● Exercise aim
Render the lines below as a Markdown table with a Row column holding each line's number and a Line column holding the line itself, omitting any blank lines.

==== Source data ====

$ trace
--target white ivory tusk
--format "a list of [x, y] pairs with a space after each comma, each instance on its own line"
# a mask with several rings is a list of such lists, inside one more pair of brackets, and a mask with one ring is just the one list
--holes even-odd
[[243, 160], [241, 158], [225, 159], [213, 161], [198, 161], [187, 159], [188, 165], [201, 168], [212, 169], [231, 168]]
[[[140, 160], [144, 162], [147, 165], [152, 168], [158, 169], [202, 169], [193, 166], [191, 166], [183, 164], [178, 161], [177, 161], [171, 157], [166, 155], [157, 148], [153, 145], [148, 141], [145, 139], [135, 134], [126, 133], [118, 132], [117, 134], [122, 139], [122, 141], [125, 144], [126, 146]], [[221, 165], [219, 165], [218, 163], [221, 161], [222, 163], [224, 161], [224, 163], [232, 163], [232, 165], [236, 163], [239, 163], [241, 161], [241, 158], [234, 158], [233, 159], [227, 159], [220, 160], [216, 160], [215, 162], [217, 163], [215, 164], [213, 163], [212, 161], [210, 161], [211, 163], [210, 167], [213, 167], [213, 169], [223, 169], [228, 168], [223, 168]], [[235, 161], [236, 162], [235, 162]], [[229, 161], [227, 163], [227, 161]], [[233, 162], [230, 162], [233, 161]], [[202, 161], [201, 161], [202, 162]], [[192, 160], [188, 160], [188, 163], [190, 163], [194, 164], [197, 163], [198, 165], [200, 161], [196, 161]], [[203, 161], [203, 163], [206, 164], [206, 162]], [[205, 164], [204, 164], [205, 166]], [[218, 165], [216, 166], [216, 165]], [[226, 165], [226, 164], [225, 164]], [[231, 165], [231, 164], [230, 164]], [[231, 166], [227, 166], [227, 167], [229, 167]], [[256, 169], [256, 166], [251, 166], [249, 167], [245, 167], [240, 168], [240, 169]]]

====

● Output below
| Row | Line |
|---|---|
| 1 | $ trace |
| 2 | --target white ivory tusk |
| 3 | --format "a list of [x, y] pairs with a space after each comma, each instance on its own line" |
| 4 | # a mask with several rings is a list of such lists, inside one more pair of brackets, and a mask with one ring is just the one list |
| 5 | --holes even-odd |
| 6 | [[243, 160], [241, 158], [225, 159], [213, 161], [198, 161], [187, 159], [188, 165], [201, 168], [212, 169], [231, 168]] |
| 7 | [[[140, 160], [144, 162], [147, 165], [152, 168], [158, 169], [202, 169], [193, 166], [191, 166], [183, 164], [178, 161], [177, 161], [171, 157], [166, 155], [157, 148], [153, 145], [148, 141], [145, 139], [135, 134], [126, 133], [118, 132], [117, 134], [122, 139], [122, 141], [125, 144], [126, 146]], [[221, 165], [219, 165], [218, 163], [221, 161], [222, 163], [224, 161], [224, 163], [232, 163], [232, 165], [236, 163], [239, 163], [241, 161], [241, 158], [234, 158], [233, 159], [227, 159], [220, 160], [216, 160], [215, 162], [217, 163], [215, 164], [213, 163], [212, 161], [210, 161], [211, 163], [210, 167], [213, 167], [213, 169], [223, 169], [228, 168], [223, 168]], [[235, 161], [236, 162], [235, 162]], [[229, 161], [227, 163], [227, 161]], [[233, 162], [230, 162], [233, 161]], [[202, 161], [201, 161], [202, 162]], [[192, 160], [188, 160], [188, 163], [190, 163], [194, 164], [197, 163], [198, 165], [200, 161], [196, 161]], [[203, 161], [203, 163], [206, 164], [206, 162]], [[205, 164], [204, 164], [205, 166]], [[218, 165], [216, 166], [216, 165]], [[226, 165], [226, 164], [225, 164]], [[231, 165], [231, 164], [230, 164]], [[231, 166], [227, 166], [227, 167], [229, 167]], [[256, 169], [256, 166], [251, 166], [249, 167], [245, 167], [240, 168], [240, 169]]] |